TASK GOAL =
Exactly as written, transcribe the lines that run from the one containing "Expected behaviour: for every instance of the green bush" to the end of the records below.

SUPPLIED RECORDS =
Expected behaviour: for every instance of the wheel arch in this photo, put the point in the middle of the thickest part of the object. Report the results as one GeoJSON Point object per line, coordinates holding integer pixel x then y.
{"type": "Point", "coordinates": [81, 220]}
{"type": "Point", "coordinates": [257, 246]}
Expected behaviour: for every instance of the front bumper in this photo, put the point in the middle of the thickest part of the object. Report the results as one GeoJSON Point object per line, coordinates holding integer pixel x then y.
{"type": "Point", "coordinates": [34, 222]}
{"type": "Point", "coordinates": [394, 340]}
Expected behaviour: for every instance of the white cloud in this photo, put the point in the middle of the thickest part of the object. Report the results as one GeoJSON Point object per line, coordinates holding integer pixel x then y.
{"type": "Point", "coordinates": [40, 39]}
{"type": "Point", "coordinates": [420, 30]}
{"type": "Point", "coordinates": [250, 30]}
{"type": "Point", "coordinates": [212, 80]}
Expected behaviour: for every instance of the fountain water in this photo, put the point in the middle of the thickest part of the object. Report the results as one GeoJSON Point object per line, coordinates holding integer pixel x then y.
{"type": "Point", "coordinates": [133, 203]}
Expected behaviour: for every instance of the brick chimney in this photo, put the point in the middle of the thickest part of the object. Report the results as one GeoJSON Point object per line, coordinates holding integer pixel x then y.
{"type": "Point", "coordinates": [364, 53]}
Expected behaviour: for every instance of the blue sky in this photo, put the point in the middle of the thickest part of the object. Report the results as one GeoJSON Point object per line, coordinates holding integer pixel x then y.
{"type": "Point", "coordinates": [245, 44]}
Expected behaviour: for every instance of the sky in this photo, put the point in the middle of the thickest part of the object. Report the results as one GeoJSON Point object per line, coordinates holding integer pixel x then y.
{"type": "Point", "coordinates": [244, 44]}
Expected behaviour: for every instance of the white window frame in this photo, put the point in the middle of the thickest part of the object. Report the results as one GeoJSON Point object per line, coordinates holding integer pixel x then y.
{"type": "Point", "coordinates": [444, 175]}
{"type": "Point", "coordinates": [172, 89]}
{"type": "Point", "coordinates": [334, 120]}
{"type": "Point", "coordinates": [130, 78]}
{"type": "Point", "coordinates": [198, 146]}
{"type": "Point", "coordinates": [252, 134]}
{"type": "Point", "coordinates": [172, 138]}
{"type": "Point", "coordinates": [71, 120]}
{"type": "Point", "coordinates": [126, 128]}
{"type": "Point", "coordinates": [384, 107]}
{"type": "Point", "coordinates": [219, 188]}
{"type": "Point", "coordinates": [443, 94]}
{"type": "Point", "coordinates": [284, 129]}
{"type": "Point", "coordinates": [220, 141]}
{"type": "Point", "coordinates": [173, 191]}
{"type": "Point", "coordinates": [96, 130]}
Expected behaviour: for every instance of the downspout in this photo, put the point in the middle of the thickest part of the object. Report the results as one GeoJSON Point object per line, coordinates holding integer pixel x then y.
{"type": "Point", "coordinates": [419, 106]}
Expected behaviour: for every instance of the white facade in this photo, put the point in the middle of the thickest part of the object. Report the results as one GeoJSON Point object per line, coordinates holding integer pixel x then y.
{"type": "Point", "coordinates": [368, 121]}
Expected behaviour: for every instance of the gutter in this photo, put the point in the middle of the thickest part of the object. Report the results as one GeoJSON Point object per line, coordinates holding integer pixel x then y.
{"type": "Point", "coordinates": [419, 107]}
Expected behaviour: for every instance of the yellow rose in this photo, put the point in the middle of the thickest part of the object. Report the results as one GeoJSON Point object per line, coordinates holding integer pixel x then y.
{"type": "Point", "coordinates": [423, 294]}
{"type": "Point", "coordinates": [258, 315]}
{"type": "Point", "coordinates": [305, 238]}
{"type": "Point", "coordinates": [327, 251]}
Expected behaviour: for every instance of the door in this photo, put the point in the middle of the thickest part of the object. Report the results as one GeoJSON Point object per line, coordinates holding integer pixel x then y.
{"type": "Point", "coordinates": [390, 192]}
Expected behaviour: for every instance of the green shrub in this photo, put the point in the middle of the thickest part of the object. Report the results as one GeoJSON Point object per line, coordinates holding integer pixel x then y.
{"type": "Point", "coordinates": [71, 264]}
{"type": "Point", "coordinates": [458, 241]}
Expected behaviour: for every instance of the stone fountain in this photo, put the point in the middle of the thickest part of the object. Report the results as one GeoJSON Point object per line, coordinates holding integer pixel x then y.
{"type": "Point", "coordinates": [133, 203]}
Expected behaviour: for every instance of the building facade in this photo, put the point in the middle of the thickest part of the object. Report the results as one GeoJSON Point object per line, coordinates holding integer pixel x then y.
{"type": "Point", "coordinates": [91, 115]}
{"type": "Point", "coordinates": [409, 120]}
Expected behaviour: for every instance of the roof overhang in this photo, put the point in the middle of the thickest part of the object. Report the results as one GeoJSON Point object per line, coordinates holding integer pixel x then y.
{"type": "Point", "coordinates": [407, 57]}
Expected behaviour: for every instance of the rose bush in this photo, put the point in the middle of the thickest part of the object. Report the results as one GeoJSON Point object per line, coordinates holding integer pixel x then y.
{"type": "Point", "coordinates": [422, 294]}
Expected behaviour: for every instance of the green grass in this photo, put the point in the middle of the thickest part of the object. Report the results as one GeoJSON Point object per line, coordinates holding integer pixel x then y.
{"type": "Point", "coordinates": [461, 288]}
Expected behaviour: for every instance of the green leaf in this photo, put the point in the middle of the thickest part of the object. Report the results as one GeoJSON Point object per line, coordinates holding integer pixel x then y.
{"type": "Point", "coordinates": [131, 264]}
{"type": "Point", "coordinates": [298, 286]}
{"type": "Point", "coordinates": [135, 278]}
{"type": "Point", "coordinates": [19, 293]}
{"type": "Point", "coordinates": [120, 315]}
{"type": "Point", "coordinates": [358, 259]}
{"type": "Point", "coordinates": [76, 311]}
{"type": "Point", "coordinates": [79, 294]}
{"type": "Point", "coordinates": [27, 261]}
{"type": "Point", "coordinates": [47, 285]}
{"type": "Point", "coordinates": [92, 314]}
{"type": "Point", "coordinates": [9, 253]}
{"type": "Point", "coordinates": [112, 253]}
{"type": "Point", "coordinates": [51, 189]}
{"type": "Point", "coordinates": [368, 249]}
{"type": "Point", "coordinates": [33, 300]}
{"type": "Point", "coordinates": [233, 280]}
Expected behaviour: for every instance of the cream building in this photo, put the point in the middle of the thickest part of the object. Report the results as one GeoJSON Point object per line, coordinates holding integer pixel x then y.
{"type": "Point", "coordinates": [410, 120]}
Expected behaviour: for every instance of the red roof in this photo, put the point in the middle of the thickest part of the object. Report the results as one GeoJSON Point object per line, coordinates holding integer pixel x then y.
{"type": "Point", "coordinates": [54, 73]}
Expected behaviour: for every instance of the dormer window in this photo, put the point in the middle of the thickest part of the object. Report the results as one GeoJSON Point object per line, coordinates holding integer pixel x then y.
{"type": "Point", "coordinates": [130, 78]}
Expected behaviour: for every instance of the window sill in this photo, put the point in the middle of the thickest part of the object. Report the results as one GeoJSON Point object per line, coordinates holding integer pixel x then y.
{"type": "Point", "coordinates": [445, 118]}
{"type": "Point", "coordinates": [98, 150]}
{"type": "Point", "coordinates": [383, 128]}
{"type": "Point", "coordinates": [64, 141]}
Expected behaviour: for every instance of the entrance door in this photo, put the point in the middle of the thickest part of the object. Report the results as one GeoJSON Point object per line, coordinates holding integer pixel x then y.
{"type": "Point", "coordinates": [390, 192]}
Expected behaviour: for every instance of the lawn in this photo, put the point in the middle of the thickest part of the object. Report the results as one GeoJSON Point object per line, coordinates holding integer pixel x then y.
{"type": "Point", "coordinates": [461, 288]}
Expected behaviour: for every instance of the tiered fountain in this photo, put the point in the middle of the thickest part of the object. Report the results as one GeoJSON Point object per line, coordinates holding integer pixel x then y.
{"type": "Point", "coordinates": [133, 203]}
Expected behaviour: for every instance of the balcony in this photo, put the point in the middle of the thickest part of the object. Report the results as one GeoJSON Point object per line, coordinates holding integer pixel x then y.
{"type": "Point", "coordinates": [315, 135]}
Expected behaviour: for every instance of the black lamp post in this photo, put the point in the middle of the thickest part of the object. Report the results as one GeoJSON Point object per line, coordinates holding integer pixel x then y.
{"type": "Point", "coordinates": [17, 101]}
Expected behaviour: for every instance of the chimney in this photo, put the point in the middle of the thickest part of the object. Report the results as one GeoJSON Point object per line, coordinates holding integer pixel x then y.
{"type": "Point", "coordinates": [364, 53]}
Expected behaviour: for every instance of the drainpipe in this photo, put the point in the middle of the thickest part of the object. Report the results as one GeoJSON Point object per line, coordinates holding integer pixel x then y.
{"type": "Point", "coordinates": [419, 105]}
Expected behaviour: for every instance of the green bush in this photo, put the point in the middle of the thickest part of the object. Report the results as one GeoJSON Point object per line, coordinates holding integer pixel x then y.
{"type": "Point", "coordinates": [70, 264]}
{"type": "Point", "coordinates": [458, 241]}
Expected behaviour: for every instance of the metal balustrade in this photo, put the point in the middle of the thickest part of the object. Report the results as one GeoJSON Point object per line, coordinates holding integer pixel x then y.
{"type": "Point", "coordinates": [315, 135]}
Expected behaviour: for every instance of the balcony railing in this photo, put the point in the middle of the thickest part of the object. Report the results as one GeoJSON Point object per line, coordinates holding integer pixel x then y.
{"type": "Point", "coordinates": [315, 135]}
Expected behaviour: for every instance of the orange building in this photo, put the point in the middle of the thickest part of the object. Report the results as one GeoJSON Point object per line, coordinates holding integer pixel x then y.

THE SOLUTION =
Expected behaviour: for every instance of the green bush in this photo, put the point in the middle of the thickest part of the object. Report the results as one GeoJSON Point object per line, coordinates holding integer pixel x then y.
{"type": "Point", "coordinates": [70, 264]}
{"type": "Point", "coordinates": [458, 241]}
Expected behaviour: for every instance of the metal balustrade in this photo, put the point in the middle of the thickest part of the object. Report the results as one GeoJSON Point object per line, coordinates holding integer pixel x then y.
{"type": "Point", "coordinates": [315, 135]}
Expected behaviour: for every instance of the balcony railing in this photo, put the point in the middle of the thickest part of the object. Report the results as one GeoJSON Point object per line, coordinates holding integer pixel x then y.
{"type": "Point", "coordinates": [315, 135]}
Expected behaviour: for every instance of the orange building in this photo, put the point in the middle of the thickest part of the object. Report the results as one GeoJSON Point object per line, coordinates holding integer pixel x then y.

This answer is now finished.